→ SUPPLIED RECORDS:

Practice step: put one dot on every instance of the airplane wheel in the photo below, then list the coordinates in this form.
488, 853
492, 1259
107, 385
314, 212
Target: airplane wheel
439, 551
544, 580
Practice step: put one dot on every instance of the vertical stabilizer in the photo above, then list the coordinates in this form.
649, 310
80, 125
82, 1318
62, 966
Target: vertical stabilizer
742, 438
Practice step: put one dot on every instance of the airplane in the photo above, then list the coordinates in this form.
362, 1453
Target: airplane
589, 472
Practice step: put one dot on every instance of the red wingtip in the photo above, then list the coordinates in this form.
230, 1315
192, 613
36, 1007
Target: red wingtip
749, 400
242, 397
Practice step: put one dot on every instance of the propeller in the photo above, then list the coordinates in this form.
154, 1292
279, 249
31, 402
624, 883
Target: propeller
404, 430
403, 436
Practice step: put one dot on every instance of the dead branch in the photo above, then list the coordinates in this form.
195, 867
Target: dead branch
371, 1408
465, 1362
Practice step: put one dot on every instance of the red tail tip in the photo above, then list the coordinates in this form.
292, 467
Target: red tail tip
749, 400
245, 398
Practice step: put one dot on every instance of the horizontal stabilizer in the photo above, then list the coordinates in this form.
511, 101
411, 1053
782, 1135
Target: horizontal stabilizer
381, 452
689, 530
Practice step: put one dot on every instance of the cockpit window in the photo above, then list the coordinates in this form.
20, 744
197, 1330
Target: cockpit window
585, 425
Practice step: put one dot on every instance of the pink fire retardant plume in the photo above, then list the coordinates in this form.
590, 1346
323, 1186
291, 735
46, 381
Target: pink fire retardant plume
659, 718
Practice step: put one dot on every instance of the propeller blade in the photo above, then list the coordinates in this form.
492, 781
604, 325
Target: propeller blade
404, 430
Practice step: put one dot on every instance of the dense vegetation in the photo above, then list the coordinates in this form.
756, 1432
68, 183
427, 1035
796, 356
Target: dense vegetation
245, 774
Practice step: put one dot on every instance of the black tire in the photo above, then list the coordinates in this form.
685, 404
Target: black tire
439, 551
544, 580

→ WHAT YOU HAVE TO DO: The answer must be an exact copy of the lines from the one containing "Practice step: put one dot on every instance of the cockpit" through the last line of the records, both included.

→ FINAL ANSWER:
Practice step: put one dot on every instance of the cockpit window in the photo above, then list the coordinates in this form.
20, 744
197, 1330
Target: cockpit window
585, 425
Practice step: put one dot on every instance of the pink fire retardant plume in the photo above, then list the coordinates in this form.
590, 1346
323, 1186
291, 735
46, 381
Target: pink fire retardant plume
659, 718
Practice step: put one dot on every instance of the propeller blade in the photo above, then list the coordinates in this form.
492, 781
604, 325
Target: propeller blade
404, 430
Practice step: put one dot on every instance of the dense vegetation in the photo above, then list the coordinates in this form.
756, 1432
68, 183
427, 1035
796, 356
Target: dense vegetation
245, 774
Practice step: put one dot on every instance of the black tire in the photo above, then list the coordinates in this form.
685, 404
Target: black tire
439, 551
544, 580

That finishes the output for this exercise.